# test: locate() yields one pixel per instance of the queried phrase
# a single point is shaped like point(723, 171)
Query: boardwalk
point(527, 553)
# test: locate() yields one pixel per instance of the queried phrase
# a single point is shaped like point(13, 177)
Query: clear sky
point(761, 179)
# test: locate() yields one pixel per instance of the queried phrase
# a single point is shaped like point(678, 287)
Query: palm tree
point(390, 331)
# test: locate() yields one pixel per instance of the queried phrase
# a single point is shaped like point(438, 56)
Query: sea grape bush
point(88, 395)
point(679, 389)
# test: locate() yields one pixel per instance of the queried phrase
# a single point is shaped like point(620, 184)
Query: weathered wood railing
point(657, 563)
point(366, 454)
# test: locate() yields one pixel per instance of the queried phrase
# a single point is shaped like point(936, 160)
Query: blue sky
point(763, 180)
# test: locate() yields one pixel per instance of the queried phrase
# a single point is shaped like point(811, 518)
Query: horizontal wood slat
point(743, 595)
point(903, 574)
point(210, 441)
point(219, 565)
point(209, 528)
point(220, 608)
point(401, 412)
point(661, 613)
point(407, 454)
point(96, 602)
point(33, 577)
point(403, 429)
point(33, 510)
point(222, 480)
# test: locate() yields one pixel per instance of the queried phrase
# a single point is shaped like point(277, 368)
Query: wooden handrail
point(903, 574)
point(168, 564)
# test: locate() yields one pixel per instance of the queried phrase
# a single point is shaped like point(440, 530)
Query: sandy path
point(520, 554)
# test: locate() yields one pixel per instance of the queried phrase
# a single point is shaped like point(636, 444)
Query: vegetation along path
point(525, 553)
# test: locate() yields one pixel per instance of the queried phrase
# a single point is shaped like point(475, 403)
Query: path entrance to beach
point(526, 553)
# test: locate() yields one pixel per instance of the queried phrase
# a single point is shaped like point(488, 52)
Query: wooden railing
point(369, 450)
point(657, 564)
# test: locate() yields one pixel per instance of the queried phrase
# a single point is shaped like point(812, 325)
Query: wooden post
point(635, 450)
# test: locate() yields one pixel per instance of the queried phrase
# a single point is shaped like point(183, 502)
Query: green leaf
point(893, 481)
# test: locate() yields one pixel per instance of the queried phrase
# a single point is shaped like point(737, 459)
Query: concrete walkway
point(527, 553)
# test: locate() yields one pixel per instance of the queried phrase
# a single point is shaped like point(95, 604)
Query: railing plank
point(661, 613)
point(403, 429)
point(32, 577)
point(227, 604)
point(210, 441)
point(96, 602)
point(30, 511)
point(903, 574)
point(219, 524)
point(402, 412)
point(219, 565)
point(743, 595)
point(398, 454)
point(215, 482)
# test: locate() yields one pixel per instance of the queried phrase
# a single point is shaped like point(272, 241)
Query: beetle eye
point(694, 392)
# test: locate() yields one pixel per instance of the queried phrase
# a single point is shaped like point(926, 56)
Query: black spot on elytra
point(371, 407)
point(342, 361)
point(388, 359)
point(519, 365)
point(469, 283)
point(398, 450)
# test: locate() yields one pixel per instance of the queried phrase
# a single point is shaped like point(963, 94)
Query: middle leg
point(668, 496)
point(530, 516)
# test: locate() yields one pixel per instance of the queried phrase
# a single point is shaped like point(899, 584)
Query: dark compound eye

========

▶ _GOAL OF THE EXERCISE_: Return nothing but the lines from the first line of the listing through the line with "# a single point is shaped like point(936, 160)", please, keeping every one of them unchanged.

▶ _EXERCISE RESPONSE_:
# test: locate() yields one pixel per instance of the queried phrase
# a single point is shaped like point(723, 171)
Query: boardwalk
point(527, 553)
# test: locate() yields one pixel per instance of the queried phrase
# a single point is shaped like point(13, 177)
Query: clear sky
point(761, 179)
# test: locate() yields one pixel per instance of the queried phrase
# a single point is shaped like point(678, 287)
Query: palm tree
point(390, 331)
# test: locate() yields one pixel per instance of the queried phrase
# a single point is shaped like point(438, 56)
Query: sea grape bush
point(88, 395)
point(679, 389)
# test: locate() yields one pixel per instance of the queried phrase
# a single point is shaped like point(620, 184)
Query: weathered wood railing
point(657, 563)
point(366, 454)
# test: locate() yields one pixel per instance of the queried phrase
# a single point is shaped like point(936, 160)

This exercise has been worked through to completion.